> _TEXT SECTION_
• • •

The serious road accident on Thika Highway last week was just one of many fatal accidents that have occurred recently.
News of many other serious accidents across the country was indeed drowned by elections noise.
My assessment so far is that whereas the National Transport and Safety Authority (NTSA) has excelled in creating new road safety management systems, these have not translated into significant safety improvements. We are yet to move below the legendary figure of 3,000 annual fatalities.
The NTSA needs to engage in a habit-changing crusade to sufficiently capture the minds and hearts of road users.
I am talking of an impactful high visibility campaign supported by uncompromising enforcement. This will hopefully implant lasting safety awareness and practice among road users.
Public engagement and education on road safety should be a continuous process, not just when serious accidents occur.
Effective use of media and road shows should deliver the message that one fatality or injury on our roads is one too many. To capture public imagination, campaigns should focus more on human losses and impacts.
And this will not be an easy task for indeed Kenyans are generally a society that thrives on taking shortcuts and risks with human lives.
But we know it can be done because the late John Michuki, in his own unique style, nearly succeeded in reforming road safety. He was visible and forceful which are two critical ingredients for changing bad habits in Kenya.
I will now discuss a critical aspect of road safety that has not been sufficiently emphasised and this is “fitness to drive”. We have overly focused on driver impairment caused by alcohol use and altogether ignored other equally lethal aspects of driver incapacity to drive safely. Among them is driver fatigue and sleepiness.
Many of the highway accidents involving heavy vehicles (goods and PSV) may be attributable to driver fatigue and sleepiness. However, investigation reports usually blame the visible causes such as speeding and overtaking.

• • •

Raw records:
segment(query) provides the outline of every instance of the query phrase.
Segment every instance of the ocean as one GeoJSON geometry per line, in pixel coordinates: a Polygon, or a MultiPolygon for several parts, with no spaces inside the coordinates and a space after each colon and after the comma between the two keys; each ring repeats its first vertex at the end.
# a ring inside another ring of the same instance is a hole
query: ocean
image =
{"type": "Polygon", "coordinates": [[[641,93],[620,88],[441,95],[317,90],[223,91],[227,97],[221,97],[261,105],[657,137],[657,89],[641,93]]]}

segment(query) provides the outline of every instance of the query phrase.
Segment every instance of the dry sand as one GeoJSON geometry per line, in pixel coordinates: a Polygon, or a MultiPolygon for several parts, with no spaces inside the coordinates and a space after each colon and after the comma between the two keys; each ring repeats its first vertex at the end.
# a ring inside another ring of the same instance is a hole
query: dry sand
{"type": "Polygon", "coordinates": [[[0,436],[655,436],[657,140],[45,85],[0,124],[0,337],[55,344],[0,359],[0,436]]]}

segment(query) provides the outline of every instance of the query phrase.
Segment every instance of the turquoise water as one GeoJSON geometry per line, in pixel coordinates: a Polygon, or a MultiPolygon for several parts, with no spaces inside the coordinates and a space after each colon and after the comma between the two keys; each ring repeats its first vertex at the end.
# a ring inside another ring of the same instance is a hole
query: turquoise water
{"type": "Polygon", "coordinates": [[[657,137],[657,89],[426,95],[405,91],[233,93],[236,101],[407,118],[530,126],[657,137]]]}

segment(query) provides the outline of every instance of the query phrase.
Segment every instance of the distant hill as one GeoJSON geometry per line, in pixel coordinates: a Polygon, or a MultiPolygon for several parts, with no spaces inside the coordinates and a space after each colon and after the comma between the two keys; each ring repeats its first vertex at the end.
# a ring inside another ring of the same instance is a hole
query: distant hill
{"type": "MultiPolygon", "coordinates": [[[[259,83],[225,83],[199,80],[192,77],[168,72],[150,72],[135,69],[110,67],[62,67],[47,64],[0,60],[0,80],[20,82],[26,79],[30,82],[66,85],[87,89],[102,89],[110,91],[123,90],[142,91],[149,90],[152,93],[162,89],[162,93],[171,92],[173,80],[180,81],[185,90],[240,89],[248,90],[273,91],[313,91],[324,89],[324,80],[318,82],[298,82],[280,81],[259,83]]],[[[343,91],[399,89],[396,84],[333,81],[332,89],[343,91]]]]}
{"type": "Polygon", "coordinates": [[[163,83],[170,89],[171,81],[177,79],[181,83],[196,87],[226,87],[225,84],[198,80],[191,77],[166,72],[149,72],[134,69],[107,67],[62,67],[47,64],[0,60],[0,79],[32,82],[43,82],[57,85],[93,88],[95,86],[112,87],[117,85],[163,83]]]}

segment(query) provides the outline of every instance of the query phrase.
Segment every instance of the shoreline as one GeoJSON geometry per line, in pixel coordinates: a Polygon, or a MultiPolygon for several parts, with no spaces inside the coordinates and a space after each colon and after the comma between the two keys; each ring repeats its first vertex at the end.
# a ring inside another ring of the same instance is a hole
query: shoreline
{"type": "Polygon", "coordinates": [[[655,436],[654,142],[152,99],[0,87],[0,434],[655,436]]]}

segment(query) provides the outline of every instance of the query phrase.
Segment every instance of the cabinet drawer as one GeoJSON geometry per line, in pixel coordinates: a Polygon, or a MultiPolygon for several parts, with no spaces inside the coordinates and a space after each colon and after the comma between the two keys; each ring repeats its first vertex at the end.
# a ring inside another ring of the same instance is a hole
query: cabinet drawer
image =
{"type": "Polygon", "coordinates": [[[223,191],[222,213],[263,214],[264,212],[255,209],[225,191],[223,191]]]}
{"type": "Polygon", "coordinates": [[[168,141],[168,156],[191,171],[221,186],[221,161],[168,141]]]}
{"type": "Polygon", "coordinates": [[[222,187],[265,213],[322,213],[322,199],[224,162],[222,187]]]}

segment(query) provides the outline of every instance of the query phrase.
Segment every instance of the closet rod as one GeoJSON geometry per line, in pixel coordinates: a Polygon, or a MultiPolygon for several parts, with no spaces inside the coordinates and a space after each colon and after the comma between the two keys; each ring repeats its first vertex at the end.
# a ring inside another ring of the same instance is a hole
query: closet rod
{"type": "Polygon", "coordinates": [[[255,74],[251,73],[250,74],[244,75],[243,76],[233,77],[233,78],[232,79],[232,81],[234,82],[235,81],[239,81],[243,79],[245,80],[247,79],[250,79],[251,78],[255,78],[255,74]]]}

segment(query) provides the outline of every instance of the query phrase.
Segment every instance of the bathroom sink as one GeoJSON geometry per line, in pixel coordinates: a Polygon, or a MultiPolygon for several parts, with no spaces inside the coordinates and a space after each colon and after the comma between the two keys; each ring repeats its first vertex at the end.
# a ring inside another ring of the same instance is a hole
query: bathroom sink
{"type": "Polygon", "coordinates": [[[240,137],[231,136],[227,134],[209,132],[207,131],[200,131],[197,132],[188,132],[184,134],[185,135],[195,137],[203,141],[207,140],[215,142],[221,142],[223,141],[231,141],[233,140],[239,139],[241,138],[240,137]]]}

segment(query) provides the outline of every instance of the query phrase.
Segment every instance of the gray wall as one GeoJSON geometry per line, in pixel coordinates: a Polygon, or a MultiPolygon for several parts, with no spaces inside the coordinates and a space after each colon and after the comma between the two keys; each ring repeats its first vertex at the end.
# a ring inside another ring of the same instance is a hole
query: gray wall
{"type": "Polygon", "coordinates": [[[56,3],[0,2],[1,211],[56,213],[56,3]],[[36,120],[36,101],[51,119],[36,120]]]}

• • •

> _TO BE DONE_
1) In the road safety text, what annual number of road deaths does the writer say the country has yet to fall below?
2) Gather every line of the rows that contains the string "cabinet", matching case exactly.
The road safety text has nothing to do with the rows.

> _RESPONSES TO THE EXERCISE_
1) 3,000 annual fatalities.

2)
Segment every instance of the cabinet drawer as one GeoJSON geometry per line, in pixel coordinates: a Polygon, or a MultiPolygon for several parts, with no spaces inside the coordinates and a space after each colon and after the comma between the two keys; each ring repeats its first vertex at the end.
query: cabinet drawer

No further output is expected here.